Posted by Galen on August 20, 2005, at 19:38:32
My ex-husband (father of my child) has been on antidepressants for more than a decade. He had great success with Serzone, but it pooped out after a while. He then started taking another AD (like Serzone, but I can't remember the name). About two years ago, he started making unconscious hand motions -- flexing his hands rhythmically, tapping his hands, and most often repetitively rubbing his thumb across his fingers. It seemed a little idiosyncratic, but he clearly enjoyed doing it.
Four months ago he had a concussion, which caused a lot of problems: anxiety, depression, a change in personality for a while. His shrink put him on Cymbalta. Since then his hands are in near-constant motion. It is not involuntary -- he can stop the motions if he wants to. However, the motions seem to be initiated unconsciously: when he drives, reads, watches TV, or sits down for a minute the thumb-finger rubbing and tapping and hand flexing start right up. I've known the man for 20 years and have never particularly noticed him speaking with his hands, but now, his speech is also accompanied by a lot of (sort of unusual) hand motion.

-.-.-

Task set:
1 > Answer these questions about the forum post:
(a) For how long has the ex-husband been on antidepressants?
(b) What medication did his shrink put him on after the concussion?
(c) For how many years has the writer known the man?
2 > Reproduce the passage of the forum post that begins at the words "Four months ago" and stops after "unusual) hand motion.".
The items that follow the forum post aren't needed for anything here.

[Entries taken from a collection]
-.-.-

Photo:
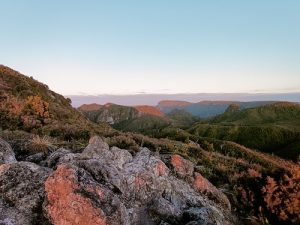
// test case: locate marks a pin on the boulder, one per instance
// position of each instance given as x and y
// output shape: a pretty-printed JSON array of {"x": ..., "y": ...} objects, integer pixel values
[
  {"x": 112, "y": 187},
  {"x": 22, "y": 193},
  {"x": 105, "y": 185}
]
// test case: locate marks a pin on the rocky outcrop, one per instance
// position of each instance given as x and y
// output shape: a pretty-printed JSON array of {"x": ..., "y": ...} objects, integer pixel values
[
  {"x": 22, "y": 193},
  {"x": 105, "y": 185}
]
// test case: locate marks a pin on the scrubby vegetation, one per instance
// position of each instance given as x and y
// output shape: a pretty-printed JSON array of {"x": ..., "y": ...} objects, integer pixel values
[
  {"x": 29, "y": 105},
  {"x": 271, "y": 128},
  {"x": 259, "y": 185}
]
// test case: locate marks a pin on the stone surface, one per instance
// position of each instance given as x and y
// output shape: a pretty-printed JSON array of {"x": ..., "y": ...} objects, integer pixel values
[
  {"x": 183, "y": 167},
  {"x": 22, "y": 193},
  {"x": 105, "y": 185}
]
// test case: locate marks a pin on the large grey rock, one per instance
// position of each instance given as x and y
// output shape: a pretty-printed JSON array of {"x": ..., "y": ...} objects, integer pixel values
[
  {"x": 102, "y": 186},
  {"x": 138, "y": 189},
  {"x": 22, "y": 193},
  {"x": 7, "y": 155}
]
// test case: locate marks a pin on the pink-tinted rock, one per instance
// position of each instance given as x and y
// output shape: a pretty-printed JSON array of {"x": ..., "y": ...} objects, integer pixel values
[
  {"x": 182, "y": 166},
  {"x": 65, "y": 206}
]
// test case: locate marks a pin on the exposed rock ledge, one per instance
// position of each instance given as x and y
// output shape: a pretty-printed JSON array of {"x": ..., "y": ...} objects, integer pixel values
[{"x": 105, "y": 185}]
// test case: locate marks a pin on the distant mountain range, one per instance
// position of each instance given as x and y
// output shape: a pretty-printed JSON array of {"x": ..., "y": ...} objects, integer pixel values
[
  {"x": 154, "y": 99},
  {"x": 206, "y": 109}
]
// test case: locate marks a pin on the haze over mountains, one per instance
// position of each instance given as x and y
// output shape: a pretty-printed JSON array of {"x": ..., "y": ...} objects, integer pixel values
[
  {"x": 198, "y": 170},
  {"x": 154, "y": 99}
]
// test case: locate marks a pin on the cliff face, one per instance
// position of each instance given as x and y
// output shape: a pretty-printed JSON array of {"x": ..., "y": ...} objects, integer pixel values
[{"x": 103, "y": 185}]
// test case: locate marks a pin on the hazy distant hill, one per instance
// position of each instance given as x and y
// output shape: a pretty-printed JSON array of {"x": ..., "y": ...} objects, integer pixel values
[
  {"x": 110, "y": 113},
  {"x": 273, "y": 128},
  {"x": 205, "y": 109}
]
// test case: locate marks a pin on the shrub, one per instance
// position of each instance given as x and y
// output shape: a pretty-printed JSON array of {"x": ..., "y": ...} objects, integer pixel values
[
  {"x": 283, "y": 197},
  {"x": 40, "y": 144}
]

-.-.-

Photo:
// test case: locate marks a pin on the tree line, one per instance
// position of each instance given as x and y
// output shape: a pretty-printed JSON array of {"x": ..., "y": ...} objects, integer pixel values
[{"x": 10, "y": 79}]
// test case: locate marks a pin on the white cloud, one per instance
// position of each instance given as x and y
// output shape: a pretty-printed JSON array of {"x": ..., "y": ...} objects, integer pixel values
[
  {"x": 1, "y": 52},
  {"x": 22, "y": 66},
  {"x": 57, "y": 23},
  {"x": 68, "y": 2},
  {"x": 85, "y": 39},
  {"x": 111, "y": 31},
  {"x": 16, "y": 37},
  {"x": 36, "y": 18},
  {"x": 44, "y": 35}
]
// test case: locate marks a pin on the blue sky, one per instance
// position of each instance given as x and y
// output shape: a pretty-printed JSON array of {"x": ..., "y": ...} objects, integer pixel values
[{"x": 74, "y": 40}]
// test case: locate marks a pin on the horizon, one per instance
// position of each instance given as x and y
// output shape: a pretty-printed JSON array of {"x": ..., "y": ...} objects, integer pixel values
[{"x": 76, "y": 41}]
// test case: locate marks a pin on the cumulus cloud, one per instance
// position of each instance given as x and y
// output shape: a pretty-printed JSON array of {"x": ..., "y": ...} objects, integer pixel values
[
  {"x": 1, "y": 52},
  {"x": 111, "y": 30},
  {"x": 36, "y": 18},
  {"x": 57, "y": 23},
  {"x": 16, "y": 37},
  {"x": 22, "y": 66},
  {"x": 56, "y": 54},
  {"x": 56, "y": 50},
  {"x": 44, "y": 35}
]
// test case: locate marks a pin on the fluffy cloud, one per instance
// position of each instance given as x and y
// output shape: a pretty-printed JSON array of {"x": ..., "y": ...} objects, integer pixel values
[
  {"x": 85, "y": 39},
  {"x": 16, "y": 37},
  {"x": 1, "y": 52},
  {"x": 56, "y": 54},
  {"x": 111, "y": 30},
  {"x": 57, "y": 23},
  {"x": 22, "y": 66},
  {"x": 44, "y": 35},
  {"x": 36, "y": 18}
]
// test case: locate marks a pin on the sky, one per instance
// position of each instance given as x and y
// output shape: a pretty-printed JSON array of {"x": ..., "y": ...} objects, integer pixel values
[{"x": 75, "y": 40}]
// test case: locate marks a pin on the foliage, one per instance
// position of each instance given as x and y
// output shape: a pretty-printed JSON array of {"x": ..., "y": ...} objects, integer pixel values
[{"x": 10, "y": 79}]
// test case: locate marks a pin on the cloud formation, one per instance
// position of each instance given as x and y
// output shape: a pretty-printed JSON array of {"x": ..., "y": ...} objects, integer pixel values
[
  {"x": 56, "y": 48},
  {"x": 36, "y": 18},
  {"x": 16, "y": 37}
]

-.-.-

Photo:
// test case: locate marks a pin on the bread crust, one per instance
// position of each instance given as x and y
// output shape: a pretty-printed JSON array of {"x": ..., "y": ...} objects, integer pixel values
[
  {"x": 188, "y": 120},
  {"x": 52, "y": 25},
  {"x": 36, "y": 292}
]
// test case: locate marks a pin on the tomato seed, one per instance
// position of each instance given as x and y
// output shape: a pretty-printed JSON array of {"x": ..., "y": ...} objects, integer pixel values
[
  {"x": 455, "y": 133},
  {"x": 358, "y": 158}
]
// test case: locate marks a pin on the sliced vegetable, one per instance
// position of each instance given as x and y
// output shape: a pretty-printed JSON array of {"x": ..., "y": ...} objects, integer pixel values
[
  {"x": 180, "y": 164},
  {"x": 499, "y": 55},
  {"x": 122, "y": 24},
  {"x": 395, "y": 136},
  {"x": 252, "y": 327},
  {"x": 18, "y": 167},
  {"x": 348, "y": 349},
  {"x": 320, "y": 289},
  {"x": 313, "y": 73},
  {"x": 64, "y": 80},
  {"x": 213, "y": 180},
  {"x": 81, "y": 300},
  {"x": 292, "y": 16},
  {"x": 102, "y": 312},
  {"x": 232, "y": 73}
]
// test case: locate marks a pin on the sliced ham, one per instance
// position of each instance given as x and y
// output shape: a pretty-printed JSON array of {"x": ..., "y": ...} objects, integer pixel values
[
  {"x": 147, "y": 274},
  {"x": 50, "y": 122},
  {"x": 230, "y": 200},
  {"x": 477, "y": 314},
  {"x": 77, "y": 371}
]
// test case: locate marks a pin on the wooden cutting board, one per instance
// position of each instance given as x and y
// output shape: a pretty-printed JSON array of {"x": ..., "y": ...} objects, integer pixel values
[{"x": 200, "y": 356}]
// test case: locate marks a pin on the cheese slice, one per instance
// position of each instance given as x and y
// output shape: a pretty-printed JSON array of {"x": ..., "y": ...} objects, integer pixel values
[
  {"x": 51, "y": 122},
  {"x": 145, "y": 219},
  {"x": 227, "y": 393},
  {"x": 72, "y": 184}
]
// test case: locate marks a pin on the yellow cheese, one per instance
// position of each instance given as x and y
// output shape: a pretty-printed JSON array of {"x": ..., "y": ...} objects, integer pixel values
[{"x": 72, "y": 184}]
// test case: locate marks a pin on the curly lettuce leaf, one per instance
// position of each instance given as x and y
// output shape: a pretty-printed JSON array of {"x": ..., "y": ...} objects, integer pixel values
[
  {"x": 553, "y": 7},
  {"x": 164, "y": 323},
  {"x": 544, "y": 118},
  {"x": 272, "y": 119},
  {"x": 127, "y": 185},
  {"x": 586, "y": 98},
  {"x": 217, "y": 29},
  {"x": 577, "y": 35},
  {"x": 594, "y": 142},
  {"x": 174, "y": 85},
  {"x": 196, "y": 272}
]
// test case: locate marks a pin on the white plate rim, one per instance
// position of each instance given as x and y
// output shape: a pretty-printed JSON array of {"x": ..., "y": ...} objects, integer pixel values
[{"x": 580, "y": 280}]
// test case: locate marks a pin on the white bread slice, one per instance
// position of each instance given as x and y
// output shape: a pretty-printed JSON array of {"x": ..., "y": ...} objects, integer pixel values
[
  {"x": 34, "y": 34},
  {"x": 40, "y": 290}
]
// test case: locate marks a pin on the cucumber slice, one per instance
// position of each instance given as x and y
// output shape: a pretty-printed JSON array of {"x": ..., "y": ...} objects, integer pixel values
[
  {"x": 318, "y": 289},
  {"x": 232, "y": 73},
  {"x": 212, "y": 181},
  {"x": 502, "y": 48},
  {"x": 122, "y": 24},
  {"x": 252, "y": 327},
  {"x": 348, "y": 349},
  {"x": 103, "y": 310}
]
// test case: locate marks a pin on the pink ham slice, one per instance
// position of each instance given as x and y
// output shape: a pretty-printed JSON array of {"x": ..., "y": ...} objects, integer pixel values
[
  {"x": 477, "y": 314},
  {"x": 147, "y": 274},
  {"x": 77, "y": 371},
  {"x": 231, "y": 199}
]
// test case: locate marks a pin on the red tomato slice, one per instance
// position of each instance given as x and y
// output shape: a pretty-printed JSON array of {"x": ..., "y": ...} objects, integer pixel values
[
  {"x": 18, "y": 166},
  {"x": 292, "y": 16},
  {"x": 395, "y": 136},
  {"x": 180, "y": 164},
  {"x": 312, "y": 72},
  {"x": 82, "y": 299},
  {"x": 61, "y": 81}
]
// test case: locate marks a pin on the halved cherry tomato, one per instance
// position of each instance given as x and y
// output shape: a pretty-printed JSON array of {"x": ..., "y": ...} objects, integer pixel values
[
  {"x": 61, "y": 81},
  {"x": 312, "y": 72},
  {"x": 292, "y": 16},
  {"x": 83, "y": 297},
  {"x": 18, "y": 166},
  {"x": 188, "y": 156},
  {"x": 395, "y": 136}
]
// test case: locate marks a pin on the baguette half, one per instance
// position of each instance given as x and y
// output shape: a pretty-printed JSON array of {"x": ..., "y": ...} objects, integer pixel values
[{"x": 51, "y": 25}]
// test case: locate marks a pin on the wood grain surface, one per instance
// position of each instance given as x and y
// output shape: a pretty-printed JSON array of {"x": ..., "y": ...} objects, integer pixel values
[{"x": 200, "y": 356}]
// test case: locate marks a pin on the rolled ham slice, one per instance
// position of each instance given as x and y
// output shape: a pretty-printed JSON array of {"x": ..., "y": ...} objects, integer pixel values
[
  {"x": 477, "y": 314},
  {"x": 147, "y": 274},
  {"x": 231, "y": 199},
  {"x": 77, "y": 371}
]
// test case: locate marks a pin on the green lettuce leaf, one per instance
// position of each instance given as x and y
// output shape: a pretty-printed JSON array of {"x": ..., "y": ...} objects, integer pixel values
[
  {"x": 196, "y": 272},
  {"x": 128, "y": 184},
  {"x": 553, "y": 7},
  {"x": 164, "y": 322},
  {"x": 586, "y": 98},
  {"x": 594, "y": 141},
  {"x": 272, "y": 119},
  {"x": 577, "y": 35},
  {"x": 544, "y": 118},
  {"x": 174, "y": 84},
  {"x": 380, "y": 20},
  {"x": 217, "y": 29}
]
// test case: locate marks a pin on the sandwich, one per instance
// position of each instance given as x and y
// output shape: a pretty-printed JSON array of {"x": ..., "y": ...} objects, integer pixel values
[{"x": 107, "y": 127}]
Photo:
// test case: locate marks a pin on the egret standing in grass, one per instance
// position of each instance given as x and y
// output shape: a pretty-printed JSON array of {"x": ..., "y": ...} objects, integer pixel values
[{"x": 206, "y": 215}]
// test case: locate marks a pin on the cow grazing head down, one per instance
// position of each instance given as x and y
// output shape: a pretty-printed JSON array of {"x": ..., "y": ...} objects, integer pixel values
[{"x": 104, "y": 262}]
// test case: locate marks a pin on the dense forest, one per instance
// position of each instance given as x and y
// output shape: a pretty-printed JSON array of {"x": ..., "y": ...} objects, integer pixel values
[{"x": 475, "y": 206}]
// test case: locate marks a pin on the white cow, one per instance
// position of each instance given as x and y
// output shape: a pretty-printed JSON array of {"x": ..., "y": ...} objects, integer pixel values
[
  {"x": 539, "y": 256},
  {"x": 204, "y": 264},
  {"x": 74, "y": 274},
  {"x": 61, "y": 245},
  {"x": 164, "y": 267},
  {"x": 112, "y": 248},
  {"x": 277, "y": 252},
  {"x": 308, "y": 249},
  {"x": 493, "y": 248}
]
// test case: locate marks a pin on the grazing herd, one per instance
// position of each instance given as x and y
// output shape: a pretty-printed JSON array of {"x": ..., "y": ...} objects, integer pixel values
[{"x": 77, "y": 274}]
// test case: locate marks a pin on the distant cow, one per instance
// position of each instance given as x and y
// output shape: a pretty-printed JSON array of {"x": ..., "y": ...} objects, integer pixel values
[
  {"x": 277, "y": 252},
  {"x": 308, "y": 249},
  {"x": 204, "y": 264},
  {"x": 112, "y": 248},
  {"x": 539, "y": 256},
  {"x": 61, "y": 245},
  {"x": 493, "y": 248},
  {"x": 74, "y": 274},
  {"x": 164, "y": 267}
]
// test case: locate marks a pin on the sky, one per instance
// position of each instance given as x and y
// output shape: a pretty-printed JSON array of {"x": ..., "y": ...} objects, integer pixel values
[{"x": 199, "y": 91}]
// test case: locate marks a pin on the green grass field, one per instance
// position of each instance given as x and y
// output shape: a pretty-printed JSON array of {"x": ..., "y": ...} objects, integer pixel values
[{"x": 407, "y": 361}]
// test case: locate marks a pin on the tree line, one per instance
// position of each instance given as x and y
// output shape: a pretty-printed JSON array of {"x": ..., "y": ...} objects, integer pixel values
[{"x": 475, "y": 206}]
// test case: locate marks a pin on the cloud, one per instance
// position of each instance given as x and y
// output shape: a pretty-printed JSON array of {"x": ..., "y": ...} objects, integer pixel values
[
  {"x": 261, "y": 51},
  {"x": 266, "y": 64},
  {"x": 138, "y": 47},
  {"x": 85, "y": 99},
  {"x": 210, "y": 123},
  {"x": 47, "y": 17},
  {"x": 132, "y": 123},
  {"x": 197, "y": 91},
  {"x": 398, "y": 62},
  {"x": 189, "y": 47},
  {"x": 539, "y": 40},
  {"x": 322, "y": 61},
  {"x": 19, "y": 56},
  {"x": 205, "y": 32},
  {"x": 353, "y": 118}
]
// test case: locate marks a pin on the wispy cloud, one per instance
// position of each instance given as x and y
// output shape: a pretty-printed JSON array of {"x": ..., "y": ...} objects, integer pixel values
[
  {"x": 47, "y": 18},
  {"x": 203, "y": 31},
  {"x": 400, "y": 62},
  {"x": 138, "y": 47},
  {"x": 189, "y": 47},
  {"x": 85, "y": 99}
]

-.-.-

Answers by item:
1 >
(a) More than a decade.
(b) Cymbalta.
(c) 20 years.

2 >
Four months ago he had a concussion, which caused a lot of problems: anxiety, depression, a change in personality for a while. His shrink put him on Cymbalta. Since then his hands are in near-constant motion. It is not involuntary -- he can stop the motions if he wants to. However, the motions seem to be initiated unconsciously: when he drives, reads, watches TV, or sits down for a minute the thumb-finger rubbing and tapping and hand flexing start right up. I've known the man for 20 years and have never particularly noticed him speaking with his hands, but now, his speech is also accompanied by a lot of (sort of unusual) hand motion.